*** DATA FOR PROCESSING ***

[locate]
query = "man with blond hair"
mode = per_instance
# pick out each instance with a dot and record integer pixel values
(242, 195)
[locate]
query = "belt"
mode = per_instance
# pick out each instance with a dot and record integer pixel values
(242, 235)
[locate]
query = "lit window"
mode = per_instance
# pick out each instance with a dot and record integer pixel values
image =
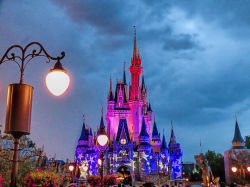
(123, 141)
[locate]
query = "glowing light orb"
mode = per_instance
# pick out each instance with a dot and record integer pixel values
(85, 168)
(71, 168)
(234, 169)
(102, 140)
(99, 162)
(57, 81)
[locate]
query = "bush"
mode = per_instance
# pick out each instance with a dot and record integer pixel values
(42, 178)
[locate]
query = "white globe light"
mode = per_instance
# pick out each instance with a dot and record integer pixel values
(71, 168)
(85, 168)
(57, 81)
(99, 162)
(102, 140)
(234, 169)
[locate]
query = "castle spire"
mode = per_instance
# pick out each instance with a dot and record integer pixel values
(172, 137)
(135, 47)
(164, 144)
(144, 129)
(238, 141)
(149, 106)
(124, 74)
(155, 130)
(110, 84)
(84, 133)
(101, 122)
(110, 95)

*** End of DATA FOR PROCESSING ***

From the first line to the last, write out the data above exactly. Omit the pictures.

[locate]
query = "man with blond hair"
mode = per_instance
# pick out each instance with a dot and record integer pixel values
(242, 195)
[locate]
query = "belt"
mode = per_instance
# pick out each instance with a dot and record integer pixel values
(242, 235)
[locate]
query = "lit window"
mode = per_instance
# pick out each instance with a dot and record integer pixel values
image =
(123, 141)
[locate]
query = "glowing light orb"
mode = per_instance
# pick out each instance with a dot and record integer pixel values
(85, 168)
(71, 168)
(234, 169)
(102, 140)
(99, 162)
(57, 81)
[locate]
query = "bush"
mode = per_instance
# pick out each instance with a dot and record integer pixel values
(42, 178)
[locate]
query = "white globe light"
mode = per_instance
# pick out each instance with a dot and record integer pixel values
(71, 168)
(85, 168)
(57, 81)
(99, 162)
(102, 140)
(234, 169)
[locate]
query = "castle spire"
mode = per_instance
# pick out each instance with a dot and record integer pixel values
(172, 137)
(135, 47)
(164, 144)
(144, 129)
(238, 141)
(149, 106)
(124, 74)
(155, 130)
(110, 84)
(84, 133)
(101, 122)
(110, 95)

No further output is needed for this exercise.